» **Information provided**:

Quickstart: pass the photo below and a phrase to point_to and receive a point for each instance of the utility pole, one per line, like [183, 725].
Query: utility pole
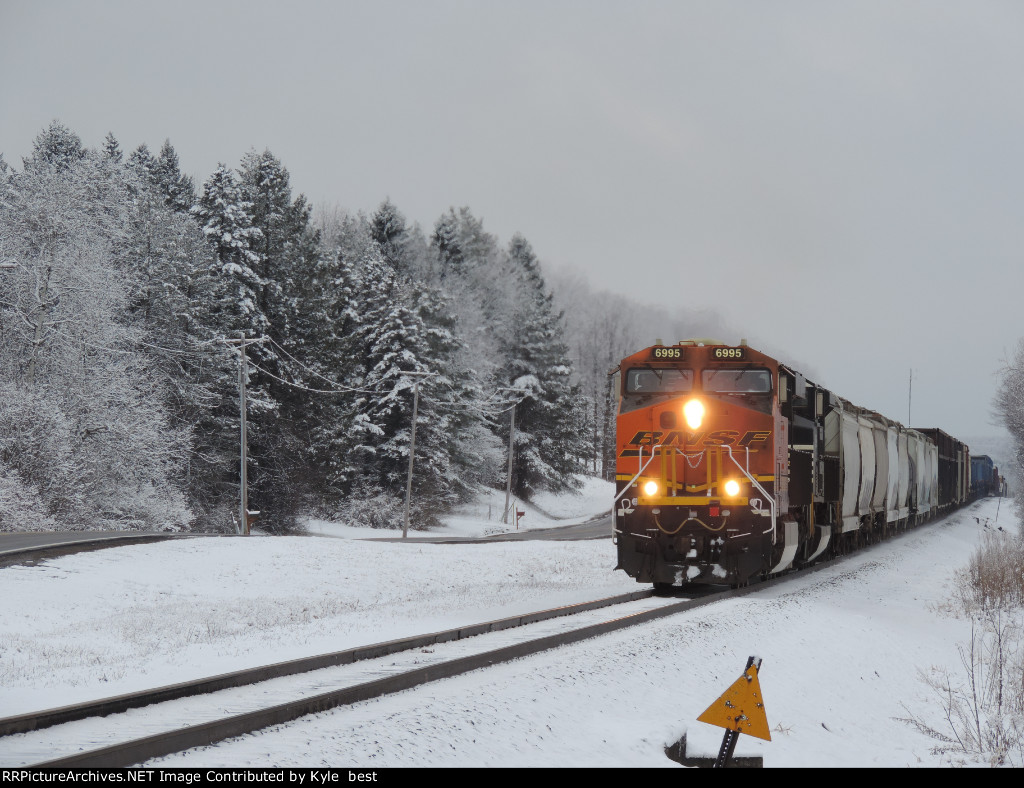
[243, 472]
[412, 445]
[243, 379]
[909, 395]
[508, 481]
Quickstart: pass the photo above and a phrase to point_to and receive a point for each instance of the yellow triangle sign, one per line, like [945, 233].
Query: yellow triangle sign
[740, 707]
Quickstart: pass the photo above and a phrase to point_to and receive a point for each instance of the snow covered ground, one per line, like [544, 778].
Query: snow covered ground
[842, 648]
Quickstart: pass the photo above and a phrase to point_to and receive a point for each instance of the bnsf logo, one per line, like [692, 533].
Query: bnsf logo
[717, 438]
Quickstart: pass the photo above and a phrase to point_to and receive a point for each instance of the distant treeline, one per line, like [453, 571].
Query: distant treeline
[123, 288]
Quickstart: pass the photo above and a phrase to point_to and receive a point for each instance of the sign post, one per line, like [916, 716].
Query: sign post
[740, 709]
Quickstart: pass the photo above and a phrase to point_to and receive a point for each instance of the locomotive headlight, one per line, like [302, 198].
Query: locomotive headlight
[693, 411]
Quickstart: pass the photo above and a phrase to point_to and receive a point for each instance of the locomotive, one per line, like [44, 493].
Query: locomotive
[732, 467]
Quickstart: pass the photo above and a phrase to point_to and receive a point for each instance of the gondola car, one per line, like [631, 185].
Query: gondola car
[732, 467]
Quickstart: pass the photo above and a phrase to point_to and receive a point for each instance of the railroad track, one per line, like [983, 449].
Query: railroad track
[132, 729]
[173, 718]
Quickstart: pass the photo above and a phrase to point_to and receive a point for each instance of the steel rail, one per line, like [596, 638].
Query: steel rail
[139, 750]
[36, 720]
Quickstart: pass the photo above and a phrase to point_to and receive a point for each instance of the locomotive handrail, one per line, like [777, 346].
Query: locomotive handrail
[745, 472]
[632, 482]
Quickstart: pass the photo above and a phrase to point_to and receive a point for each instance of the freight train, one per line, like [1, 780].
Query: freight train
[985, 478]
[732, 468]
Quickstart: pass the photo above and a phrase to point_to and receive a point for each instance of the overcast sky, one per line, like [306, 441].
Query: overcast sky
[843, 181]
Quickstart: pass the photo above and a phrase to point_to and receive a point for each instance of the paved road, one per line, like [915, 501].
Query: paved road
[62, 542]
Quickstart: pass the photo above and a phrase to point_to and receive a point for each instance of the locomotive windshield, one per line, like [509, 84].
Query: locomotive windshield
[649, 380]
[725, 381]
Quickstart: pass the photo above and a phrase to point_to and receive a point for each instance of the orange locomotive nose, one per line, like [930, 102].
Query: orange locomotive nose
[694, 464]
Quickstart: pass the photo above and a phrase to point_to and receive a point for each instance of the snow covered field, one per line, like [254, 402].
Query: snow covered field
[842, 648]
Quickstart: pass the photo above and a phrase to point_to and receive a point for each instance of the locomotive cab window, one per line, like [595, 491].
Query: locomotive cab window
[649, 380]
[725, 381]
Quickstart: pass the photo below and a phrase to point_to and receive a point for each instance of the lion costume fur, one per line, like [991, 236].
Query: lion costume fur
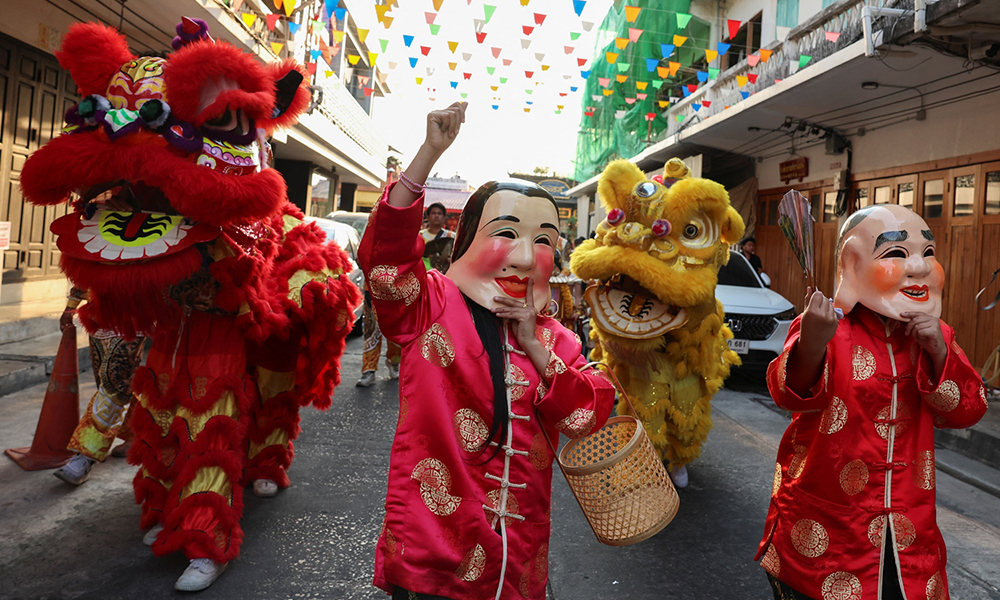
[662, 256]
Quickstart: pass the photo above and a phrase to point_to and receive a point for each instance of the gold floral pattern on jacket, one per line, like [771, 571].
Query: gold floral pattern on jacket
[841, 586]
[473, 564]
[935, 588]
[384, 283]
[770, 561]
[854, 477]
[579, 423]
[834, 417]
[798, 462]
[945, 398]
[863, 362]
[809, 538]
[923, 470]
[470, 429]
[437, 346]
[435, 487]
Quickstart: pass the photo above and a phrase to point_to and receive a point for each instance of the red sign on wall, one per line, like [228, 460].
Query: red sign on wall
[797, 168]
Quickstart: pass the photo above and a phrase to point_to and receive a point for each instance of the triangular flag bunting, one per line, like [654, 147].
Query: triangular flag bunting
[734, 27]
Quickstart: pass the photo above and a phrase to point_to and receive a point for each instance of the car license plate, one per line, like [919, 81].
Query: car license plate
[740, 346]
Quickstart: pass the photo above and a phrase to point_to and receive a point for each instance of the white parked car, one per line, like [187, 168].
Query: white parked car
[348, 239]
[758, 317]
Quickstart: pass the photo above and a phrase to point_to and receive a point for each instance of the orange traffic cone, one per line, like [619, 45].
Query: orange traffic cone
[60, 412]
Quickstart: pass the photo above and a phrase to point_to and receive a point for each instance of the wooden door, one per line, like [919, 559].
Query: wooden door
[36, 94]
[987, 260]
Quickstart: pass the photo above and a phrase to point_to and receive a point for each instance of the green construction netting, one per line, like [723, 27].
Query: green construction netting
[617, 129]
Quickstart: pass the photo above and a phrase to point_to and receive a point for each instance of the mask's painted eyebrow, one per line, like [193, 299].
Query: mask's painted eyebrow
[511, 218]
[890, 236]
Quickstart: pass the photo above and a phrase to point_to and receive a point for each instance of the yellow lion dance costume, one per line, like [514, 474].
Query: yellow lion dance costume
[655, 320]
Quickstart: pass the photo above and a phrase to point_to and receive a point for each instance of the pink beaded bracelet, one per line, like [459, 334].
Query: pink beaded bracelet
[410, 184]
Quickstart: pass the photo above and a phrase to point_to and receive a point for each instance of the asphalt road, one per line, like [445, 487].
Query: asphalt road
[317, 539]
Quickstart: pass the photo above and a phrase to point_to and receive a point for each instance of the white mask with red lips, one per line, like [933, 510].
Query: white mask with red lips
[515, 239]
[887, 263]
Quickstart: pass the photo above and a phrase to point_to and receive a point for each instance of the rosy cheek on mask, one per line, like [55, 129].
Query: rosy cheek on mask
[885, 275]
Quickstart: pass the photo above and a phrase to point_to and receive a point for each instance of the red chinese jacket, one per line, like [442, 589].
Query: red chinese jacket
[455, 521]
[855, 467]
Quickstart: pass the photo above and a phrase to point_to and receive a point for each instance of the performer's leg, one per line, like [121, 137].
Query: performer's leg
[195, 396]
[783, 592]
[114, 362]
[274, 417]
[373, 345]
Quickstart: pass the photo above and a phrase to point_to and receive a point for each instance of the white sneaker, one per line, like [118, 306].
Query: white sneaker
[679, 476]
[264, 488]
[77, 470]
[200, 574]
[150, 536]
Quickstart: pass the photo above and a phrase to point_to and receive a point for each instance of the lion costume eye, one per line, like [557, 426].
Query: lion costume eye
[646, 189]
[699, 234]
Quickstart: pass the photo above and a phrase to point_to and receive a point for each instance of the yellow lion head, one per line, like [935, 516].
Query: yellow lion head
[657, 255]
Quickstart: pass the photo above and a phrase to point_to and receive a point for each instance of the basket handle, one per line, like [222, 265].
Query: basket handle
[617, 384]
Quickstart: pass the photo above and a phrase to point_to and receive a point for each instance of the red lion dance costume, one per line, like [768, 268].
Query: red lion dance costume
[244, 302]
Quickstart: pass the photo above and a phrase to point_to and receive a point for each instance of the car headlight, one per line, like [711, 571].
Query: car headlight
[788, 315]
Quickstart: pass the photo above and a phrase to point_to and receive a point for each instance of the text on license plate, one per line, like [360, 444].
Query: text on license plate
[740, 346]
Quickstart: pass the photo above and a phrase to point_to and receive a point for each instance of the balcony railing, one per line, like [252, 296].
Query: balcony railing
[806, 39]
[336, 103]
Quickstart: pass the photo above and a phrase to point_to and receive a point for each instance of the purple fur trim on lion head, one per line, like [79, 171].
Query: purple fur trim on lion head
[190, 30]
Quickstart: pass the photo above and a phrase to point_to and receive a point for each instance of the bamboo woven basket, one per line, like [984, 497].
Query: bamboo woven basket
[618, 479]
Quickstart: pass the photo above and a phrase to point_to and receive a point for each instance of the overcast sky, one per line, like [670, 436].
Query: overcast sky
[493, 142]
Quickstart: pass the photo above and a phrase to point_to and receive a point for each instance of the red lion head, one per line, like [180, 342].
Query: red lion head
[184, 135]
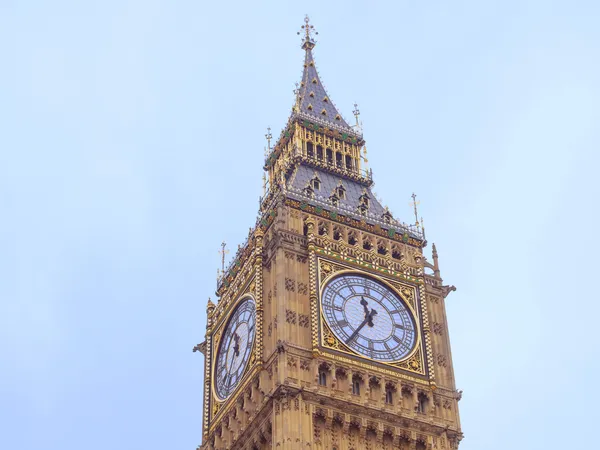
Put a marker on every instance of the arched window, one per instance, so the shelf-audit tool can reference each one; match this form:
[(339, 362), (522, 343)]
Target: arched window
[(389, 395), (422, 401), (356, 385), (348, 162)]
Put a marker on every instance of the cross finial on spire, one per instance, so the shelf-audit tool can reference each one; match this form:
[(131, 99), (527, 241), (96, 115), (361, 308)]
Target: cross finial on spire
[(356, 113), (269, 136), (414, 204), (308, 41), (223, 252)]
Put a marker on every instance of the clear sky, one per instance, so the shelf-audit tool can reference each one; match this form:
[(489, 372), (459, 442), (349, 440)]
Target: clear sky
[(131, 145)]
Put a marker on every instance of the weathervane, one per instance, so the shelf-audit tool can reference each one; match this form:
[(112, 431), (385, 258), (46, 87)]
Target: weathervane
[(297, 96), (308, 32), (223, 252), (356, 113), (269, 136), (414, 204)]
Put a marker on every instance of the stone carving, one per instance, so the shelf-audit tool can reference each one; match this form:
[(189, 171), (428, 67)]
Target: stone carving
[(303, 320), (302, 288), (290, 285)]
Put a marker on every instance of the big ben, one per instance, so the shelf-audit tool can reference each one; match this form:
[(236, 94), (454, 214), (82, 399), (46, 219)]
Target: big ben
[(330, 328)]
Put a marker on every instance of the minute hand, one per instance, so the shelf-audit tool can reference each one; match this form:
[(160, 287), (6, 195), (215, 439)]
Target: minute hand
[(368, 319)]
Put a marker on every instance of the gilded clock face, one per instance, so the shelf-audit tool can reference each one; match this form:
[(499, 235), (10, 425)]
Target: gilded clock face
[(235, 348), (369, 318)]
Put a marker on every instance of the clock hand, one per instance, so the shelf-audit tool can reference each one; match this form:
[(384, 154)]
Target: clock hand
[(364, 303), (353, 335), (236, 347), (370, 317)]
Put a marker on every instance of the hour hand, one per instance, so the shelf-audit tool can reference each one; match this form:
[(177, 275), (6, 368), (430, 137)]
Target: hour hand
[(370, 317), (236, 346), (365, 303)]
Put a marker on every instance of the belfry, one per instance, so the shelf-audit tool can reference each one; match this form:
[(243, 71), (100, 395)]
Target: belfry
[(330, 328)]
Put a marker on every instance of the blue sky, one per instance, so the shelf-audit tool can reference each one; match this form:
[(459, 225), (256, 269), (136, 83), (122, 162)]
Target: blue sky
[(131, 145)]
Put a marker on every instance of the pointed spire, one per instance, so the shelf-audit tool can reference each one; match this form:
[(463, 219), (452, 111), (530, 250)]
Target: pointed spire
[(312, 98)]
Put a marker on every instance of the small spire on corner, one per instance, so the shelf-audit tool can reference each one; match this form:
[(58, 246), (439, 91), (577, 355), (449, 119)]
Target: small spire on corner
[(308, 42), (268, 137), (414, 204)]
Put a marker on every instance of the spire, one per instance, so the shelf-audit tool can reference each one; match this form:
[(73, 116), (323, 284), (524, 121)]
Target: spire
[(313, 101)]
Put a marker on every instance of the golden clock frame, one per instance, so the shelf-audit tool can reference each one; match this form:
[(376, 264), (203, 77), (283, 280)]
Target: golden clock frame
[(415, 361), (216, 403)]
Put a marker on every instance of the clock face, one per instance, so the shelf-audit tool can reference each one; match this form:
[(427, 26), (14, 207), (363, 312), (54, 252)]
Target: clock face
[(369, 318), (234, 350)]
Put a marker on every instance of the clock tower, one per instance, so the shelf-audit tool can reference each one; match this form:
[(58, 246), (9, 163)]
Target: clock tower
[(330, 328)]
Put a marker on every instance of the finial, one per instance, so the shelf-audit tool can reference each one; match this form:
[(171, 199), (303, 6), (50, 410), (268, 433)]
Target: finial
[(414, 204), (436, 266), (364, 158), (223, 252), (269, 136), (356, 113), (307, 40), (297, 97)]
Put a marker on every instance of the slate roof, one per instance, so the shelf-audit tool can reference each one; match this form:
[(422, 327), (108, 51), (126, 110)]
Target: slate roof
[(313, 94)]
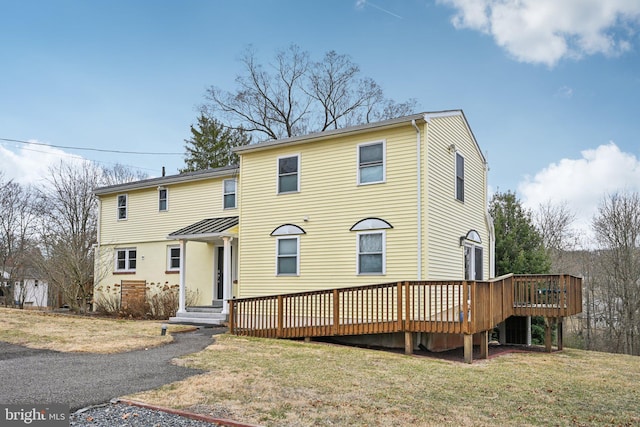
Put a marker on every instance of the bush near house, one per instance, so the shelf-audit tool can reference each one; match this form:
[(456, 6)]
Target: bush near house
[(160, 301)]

» **What to do**: Go through the entries and filter for lines holding the word "below"; copy each match.

» **Answer**:
Quickstart: pass the photo below and a phrase to point_to and receive a point for each instance of the utility pole, one per line, like [183, 725].
Quickstart: pass the photo below and a phrase to point_to and receive a point for each instance of the lion costume fur, one per line, like [991, 236].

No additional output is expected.